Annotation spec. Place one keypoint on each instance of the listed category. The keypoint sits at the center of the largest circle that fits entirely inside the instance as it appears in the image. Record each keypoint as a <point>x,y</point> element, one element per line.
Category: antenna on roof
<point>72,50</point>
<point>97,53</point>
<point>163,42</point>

To do
Rename "antenna on roof" to "rooftop antenna" throughout the rows above, leaving every other part of them unchanged.

Complete response
Annotation spec. Place one keypoint on each instance of the listed category. The keypoint sits at the center of the largest circle that fits entirely inside the instance as it appears in the image. Record each keypoint as a <point>x,y</point> element, one element per line.
Category: rooftop antenna
<point>72,50</point>
<point>97,53</point>
<point>163,42</point>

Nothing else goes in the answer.